AUFGABENSTELLUNG 1: Ermittle alle Zeilen, in denen die Zeichenfolge „seam“ vorkommt, und gib jede davon vollständig wieder. Groß- und Kleinschreibung ist zu beachten.

ZITIERTER TEXTAUSZUG:
========================================

2. Bauordnungsrecht – Maßnahmen
zur Gefahrenabwehr § 58 BauO NRW
Maßnahmen auf
Grundlage der Bauordnung des Landes Nordrhein-Westfalen können regelmäßig
angeordnet werden, wenn von dem Gebäude bzw. seiner baulichen Situation selbst
eine konkrete Gefahr für die öffentliche Sicherheit und Ordnung ausgeht oder
diese konkrete Gefahr durch die (Wohn-) Nutzung des Gebäudes verursacht wird.
Im Gegensatz zu den bauplanungsrechtlichen Instrumenten sind sie nicht dazu
geeignet, eine Aufwertung bzw. Verbesserung der betreffenden Gebäude zu
erreichen.
Die
bauordnungsrechtliche Generalklausel, § 58 Abs. 2 Satz 2 BauO NRW, ermöglicht
die Anordnung der Beseitigung von
baurechtlichen Mängeln, welche eine Gefahr für die öffentliche Sicherheit
und Ordnung darstellen, bzw. die Anordnung
von Instandhaltungs-maßnahmen durch Erlass einer Ordnungsverfügung.

========================================

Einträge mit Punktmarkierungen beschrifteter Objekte
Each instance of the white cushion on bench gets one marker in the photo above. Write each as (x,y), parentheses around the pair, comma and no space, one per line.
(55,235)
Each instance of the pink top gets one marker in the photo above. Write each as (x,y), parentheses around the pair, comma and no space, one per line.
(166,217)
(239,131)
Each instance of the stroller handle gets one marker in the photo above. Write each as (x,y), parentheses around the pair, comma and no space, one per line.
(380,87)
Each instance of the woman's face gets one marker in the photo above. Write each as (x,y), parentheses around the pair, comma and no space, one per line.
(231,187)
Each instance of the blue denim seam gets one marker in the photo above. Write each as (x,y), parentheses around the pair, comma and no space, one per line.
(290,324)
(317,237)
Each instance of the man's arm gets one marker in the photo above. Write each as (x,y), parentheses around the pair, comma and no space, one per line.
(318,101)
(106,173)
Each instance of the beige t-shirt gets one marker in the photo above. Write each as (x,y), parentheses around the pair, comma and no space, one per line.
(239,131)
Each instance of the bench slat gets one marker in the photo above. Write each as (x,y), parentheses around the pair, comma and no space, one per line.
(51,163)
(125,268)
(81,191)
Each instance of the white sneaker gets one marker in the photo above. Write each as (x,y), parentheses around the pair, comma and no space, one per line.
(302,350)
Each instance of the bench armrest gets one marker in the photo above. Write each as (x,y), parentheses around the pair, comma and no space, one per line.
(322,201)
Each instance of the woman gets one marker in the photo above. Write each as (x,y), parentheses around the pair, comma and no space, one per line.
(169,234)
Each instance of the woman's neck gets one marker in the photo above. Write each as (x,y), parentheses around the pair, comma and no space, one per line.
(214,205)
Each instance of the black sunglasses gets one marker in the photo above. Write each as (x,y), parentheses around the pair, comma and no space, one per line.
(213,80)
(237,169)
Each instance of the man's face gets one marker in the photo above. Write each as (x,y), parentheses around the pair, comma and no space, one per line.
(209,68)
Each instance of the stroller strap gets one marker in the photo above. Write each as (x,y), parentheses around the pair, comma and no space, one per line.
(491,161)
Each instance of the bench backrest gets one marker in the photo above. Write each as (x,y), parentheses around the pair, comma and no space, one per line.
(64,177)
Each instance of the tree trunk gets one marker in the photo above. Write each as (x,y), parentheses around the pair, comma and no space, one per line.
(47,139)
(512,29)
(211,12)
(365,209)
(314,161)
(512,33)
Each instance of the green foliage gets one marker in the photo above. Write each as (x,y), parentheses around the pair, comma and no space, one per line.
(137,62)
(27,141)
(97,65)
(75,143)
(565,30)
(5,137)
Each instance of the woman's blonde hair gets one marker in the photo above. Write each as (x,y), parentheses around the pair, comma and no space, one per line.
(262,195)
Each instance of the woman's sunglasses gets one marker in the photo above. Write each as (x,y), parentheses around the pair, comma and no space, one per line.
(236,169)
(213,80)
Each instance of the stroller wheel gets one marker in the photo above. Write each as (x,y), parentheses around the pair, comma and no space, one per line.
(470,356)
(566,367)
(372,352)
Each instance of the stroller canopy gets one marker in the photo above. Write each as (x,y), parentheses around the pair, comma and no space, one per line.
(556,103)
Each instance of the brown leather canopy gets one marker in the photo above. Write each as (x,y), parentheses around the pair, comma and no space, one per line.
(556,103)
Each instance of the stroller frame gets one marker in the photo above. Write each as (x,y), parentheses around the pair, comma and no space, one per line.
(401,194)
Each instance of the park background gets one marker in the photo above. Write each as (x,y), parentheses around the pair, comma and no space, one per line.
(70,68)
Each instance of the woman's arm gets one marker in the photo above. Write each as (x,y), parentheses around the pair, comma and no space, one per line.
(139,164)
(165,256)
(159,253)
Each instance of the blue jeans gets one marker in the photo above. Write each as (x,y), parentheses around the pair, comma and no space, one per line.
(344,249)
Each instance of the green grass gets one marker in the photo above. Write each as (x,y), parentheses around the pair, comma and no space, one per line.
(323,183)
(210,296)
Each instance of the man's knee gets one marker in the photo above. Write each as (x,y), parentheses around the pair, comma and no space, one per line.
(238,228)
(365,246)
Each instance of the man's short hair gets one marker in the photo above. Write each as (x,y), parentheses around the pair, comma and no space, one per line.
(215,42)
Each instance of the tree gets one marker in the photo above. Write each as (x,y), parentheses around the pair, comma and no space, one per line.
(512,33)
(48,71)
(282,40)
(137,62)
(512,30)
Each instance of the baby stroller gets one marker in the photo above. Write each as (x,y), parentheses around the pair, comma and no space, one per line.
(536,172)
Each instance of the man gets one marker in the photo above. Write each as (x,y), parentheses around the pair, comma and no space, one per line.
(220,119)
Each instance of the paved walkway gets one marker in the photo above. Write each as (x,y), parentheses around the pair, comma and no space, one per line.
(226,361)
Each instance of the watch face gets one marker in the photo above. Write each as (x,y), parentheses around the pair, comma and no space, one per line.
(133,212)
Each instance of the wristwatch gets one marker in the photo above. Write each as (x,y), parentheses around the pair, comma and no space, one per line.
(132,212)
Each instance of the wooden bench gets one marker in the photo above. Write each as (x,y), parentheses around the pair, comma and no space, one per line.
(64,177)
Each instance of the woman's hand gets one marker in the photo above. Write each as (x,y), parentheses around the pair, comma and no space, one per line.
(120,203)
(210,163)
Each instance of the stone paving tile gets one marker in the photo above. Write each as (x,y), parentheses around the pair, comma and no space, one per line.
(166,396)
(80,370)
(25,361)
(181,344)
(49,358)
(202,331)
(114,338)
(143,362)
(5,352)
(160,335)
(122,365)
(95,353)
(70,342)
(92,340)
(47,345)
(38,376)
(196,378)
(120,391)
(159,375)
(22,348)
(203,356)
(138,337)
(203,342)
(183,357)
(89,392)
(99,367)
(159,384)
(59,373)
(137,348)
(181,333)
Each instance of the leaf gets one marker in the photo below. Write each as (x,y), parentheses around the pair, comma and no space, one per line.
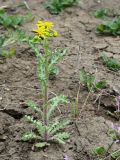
(100,151)
(115,155)
(57,126)
(83,76)
(54,102)
(41,144)
(61,137)
(40,127)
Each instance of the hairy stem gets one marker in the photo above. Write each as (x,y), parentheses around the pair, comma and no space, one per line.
(45,110)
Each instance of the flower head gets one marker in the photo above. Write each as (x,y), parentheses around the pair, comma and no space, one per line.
(45,30)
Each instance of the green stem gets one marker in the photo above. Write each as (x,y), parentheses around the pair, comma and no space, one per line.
(45,110)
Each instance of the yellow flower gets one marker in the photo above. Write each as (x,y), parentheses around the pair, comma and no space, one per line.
(45,29)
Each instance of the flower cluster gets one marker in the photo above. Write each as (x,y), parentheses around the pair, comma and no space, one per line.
(45,30)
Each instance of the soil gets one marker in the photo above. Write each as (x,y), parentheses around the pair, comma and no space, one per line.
(19,83)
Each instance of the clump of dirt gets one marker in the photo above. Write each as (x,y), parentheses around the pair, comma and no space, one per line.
(18,83)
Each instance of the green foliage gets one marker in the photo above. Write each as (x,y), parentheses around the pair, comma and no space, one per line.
(12,21)
(54,131)
(90,81)
(54,58)
(112,63)
(56,6)
(100,151)
(54,102)
(111,27)
(101,13)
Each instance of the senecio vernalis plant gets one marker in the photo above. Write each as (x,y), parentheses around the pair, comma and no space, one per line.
(48,128)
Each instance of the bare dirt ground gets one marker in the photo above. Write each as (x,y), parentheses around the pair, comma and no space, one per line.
(18,83)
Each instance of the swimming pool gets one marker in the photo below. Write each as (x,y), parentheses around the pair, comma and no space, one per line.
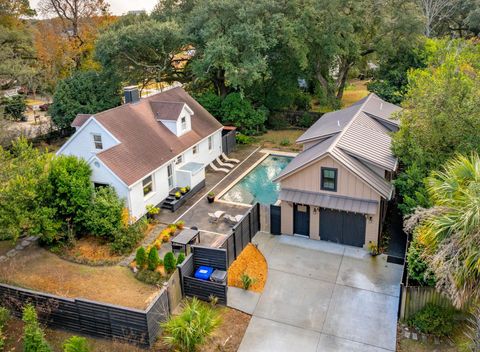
(257,185)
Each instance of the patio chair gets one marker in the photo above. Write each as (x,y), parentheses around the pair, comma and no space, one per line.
(221,163)
(215,168)
(229,160)
(214,217)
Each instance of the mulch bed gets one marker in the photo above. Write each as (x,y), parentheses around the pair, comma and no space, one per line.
(251,262)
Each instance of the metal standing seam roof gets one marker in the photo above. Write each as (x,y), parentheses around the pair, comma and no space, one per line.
(324,200)
(361,138)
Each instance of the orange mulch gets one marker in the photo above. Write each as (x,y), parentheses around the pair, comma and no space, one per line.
(251,262)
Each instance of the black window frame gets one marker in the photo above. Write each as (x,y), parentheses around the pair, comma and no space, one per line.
(335,180)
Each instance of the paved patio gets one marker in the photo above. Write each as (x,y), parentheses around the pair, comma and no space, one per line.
(195,211)
(322,297)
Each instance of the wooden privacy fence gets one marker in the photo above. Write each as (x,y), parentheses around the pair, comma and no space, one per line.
(414,298)
(92,318)
(202,289)
(242,233)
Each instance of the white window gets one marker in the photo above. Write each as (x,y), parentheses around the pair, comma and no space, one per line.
(210,143)
(97,141)
(179,159)
(147,184)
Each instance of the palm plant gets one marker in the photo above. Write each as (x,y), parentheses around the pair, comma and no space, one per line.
(192,327)
(450,232)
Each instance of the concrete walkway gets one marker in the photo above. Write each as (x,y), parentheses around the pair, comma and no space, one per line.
(323,297)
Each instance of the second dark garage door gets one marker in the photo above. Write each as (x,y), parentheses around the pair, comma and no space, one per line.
(342,227)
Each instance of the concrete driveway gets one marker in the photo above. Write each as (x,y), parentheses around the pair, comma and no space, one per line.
(323,297)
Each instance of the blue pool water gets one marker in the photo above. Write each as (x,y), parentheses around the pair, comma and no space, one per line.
(257,185)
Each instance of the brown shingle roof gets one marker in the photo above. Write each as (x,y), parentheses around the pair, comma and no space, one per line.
(146,144)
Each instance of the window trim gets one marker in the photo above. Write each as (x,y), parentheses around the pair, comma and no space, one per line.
(335,182)
(148,184)
(99,142)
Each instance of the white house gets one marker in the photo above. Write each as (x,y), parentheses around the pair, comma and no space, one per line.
(147,147)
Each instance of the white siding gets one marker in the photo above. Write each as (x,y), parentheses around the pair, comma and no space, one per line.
(81,143)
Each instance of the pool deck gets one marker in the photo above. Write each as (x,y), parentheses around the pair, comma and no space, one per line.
(195,211)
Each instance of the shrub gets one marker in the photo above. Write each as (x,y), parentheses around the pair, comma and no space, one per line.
(76,344)
(417,267)
(192,327)
(104,216)
(153,259)
(127,238)
(306,120)
(180,258)
(242,139)
(150,277)
(169,262)
(33,336)
(4,317)
(141,257)
(433,319)
(247,281)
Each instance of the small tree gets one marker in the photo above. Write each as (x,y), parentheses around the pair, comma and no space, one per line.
(192,327)
(33,336)
(141,257)
(169,262)
(104,217)
(76,344)
(153,259)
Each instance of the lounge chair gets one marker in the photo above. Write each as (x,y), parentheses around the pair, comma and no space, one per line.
(214,217)
(229,160)
(221,163)
(215,168)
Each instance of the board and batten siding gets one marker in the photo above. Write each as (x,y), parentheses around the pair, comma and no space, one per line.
(348,184)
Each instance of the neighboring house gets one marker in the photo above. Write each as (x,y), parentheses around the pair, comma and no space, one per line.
(337,189)
(147,147)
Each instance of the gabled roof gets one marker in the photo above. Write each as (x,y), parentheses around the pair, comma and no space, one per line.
(353,137)
(146,144)
(168,110)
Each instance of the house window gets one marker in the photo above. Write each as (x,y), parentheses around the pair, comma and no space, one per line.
(210,143)
(97,141)
(147,184)
(329,179)
(179,159)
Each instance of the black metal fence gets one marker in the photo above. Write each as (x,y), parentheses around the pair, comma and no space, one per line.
(92,318)
(202,289)
(275,220)
(242,233)
(229,141)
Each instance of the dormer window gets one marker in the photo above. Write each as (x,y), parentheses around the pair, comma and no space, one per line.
(97,141)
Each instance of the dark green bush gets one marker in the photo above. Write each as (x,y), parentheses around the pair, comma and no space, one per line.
(153,259)
(33,335)
(180,258)
(306,120)
(417,268)
(169,262)
(150,277)
(433,319)
(141,257)
(128,237)
(76,344)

========================================

AUFGABENSTELLUNG 2: Nenne alle Quellen einer konkreten Gefahr, die der Auszug zum Bauordnungsrecht als Voraussetzung für die Anordnung von Maßnahmen aufführt.

ÜBUNGSERGEBNIS 1:
Each instance of the blue denim seam gets one marker in the photo above. Write each as (x,y), parentheses around the pair, comma and no space, one per line.
Each instance of the metal standing seam roof gets one marker in the photo above. Write each as (x,y), parentheses around the pair, comma and no space, one per line.

ÜBUNGSERGEBNIS 2:
- das Gebäude selbst
- seine bauliche Situation
- die (Wohn-)Nutzung des Gebäudes